### Work task
The data below is to be set down exactly.

[Start of section]

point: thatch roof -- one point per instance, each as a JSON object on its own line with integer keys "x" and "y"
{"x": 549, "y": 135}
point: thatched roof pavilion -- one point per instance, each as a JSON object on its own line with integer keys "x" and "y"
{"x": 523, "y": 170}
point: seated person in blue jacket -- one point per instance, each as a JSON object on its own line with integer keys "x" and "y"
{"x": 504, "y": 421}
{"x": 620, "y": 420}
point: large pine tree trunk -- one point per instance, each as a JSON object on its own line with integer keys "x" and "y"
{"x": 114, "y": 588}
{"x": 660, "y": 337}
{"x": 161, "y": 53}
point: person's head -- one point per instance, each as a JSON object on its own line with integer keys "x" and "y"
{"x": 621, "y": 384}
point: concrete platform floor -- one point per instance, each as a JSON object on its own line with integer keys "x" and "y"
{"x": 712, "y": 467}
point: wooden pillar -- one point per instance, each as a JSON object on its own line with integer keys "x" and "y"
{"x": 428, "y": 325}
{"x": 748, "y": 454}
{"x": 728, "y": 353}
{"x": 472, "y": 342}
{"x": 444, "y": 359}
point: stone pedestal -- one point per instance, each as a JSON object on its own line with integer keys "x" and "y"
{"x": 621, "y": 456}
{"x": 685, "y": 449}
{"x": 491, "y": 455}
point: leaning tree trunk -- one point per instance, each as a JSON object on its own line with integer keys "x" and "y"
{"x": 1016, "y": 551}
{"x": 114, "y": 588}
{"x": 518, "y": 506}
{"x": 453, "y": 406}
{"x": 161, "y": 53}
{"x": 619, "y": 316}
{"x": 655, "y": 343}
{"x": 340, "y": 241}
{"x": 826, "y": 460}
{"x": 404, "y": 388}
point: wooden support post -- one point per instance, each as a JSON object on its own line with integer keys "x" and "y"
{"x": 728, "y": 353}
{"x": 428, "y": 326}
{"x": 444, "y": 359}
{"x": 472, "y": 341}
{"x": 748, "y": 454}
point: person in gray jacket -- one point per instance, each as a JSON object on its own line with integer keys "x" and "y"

[End of section]

### Output of the exercise
point: thatch roof -- one point per instance, each as a JSON object on its own line with integer keys "x" and "y"
{"x": 549, "y": 135}
point: thatched roof pavilion -- one point per instance, each as a JSON object on its own line with integer keys "x" and "y"
{"x": 523, "y": 170}
point: seated person in blue jacket -- one point per instance, each as a JSON object on its own line with integer keys "x" and "y"
{"x": 504, "y": 421}
{"x": 620, "y": 420}
point: large pine tree trunk -- one point per instance, each as a JSON object on its own line with integer keys "x" and "y"
{"x": 114, "y": 588}
{"x": 660, "y": 337}
{"x": 161, "y": 53}
point: person's head -- one point per instance, each as a JSON object on its own line with integer keys "x" and "y"
{"x": 621, "y": 384}
point: concrete platform floor -- one point per instance, each as a JSON object on its own line with integer keys "x" and "y"
{"x": 712, "y": 467}
point: wooden pillar -- one point per instance, each as a JSON object on its own line with integer keys "x" and "y"
{"x": 428, "y": 325}
{"x": 748, "y": 454}
{"x": 728, "y": 353}
{"x": 472, "y": 342}
{"x": 444, "y": 359}
point: stone pedestal -- one point per instance, each as a JSON object on its own line with integer keys "x" and "y"
{"x": 621, "y": 456}
{"x": 685, "y": 449}
{"x": 491, "y": 455}
point: leaning tree trunk -- one point per instance, each as a JSON object on its own line with integer keys "x" and "y"
{"x": 1016, "y": 551}
{"x": 114, "y": 588}
{"x": 518, "y": 506}
{"x": 453, "y": 406}
{"x": 161, "y": 53}
{"x": 619, "y": 316}
{"x": 655, "y": 343}
{"x": 340, "y": 241}
{"x": 826, "y": 460}
{"x": 404, "y": 388}
point: wooden support post -- one point per instance, each as a JSON object on its own line with integer keys "x" and "y"
{"x": 728, "y": 353}
{"x": 428, "y": 326}
{"x": 444, "y": 359}
{"x": 472, "y": 341}
{"x": 748, "y": 454}
point: person in gray jacket -- one point per instance, each as a JSON object on its own line with integer keys "x" and "y"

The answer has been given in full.